*GOAL*: Update the lines below by replacing every occurrence of "camera-trap log" with "field survey record", leaving everything else unchanged.
start
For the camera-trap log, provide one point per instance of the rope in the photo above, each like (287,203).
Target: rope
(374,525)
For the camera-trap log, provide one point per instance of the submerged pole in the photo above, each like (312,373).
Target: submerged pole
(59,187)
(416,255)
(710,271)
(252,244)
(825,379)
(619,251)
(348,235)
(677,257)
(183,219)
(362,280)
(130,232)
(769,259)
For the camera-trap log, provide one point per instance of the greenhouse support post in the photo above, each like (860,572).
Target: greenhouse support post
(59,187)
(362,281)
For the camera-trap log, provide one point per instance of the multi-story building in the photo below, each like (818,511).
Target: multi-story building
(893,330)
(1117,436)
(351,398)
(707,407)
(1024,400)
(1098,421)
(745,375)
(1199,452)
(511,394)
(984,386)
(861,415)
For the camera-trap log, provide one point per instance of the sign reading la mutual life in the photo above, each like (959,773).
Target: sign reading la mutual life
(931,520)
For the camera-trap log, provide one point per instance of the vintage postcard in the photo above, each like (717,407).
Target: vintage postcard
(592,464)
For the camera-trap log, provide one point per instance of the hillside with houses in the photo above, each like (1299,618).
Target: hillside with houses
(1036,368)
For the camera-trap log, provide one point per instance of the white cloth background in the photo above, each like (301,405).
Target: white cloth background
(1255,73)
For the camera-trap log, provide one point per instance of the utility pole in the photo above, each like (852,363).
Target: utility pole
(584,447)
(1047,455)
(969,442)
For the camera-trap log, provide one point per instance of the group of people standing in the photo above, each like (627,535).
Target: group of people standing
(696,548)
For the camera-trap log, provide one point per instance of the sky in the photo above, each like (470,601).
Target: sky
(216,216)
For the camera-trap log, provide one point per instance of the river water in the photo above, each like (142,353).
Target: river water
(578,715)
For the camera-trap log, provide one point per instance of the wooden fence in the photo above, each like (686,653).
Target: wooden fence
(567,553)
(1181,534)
end
*THE RESPONSE*:
For the field survey record, provide one point per instance of the rope in the photo above, each like (287,203).
Target: rope
(374,525)
For the field survey record, provide one point per instance of the submerged pole in the photo above, each like (312,373).
Target: submerged pole
(59,187)
(416,255)
(710,271)
(252,244)
(825,379)
(619,251)
(348,235)
(677,257)
(183,219)
(362,280)
(130,232)
(769,259)
For the field survey record, provide one point per instance of the greenhouse support post in the photo above, each like (860,572).
Target: greenhouse support post
(59,187)
(362,281)
For the field survey record, provide one point per instance of the multi-story building in the photo below, each like (818,511).
Target: multi-story building
(893,330)
(1117,436)
(351,398)
(707,407)
(1024,400)
(1098,421)
(745,375)
(1199,452)
(511,394)
(984,386)
(861,415)
For the field survey record, provide one point per instance of the sign reading la mutual life in the photo above, each like (959,773).
Target: sign reading la mutual life
(931,520)
For the field survey record, provide one point per instance of the vintage postcard in the photo above, each like (717,407).
Target: vintage postcard
(592,464)
For the field survey record, provide one point per instance of the hillside with houses in the photo above, each like (1299,618).
Target: hillside with houses
(1036,368)
For the field survey record, provide one point per instance of the white cloth background in the photo above, each like (301,405).
Target: white cloth background
(1255,73)
For the field survey record, provide one point per instance of the utility pole in the photo above, each like (852,363).
Target: utility pole
(584,447)
(1047,455)
(969,442)
For the field survey record, provide one point per instance of the group of people standing in the photo above, each like (627,535).
Target: group of people standing
(696,548)
For the field survey record, provide one point per instance of the sky in the photo above, each like (470,601).
Target: sky
(216,216)
For the field survey record, provide one point per instance of the river water in the photo above, each like (142,353).
Target: river water
(578,715)
For the field survey record, provide one point per instance of the wooden fence in the photo above, each like (686,653).
Target: wooden fence
(567,553)
(1181,534)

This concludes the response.